Start Jobs

The Start Jobs processor starts one or more Control Hub jobs in parallel upon receiving a record. The processor can also start job instances from a job template.

The Start Jobs processor is an orchestration stage that you use in orchestration pipelines. Orchestration stages perform tasks, such as schedule and start pipelines and Control Hub jobs, that you can use to create an orchestrated workflow across StreamSets. For example, an orchestration pipeline can use the Cron Scheduler origin to generate a record every weekday at 9 AM that triggers the Start Jobs processor, which starts a set of Control Hub jobs.

After performing its task, the Start Jobs processor updates the orchestration record, adding details about the jobs that it started. Then, it passes the record downstream. You can pass the record to an orchestration stage to trigger another task. Or, you can pass it to a non-orchestration stage to perform other processing.

When you configure the Start Jobs processor, you specify the Control Hub URL, and the jobs or job template to start. You can also specify runtime parameters for each job or job instance.

[Dataset excerpt]
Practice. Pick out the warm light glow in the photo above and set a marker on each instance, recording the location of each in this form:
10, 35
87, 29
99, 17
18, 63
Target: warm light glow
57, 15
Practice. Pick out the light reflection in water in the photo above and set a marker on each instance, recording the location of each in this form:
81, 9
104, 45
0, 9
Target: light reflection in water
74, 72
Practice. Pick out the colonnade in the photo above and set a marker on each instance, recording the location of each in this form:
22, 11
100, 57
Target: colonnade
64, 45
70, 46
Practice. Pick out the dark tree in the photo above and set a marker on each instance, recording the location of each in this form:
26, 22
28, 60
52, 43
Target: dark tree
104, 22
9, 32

● **What you have to do**: Carry on the Start Jobs processor documentation, beginning after its final sentence.

● **Answer to this problem**:
You can configure the processor to reset the origins in the jobs when possible, and to run the jobs in the background. When running jobs in the background, the processor immediately updates and passes the input record downstream instead of waiting for the jobs to finish.

You also configure the credentials used to run the job. You can optionally configure properties used to maintain the HTTP connection, to establish an HTTP proxy, and to enable SSL/TLS.

You can also use a connection to configure the processor.

Job execution and data flow

The Start Jobs processor starts the specified jobs upon receiving a record. The processor adds task details to the record and passes it downstream based on how the jobs run:

Run jobs in the foreground: By default, the processor starts jobs that run in the foreground. When the jobs run in the foreground, the processor updates and passes the orchestration record downstream after all the started jobs complete.; Run jobs in the foreground to ensure that the task defined in the subsequent stage is not performed until all of the jobs complete.
Run jobs in the background: You can configure the processor to start jobs that run in the background. When jobs run in the background, the processor updates and passes the orchestration record downstream immediately after starting the jobs.; The processor does not track or provide information about whether the jobs finish successfully.; Run jobs in the background to enable the task defined in the subsequent orchestration stage to occur in parallel with the jobs started by the processor.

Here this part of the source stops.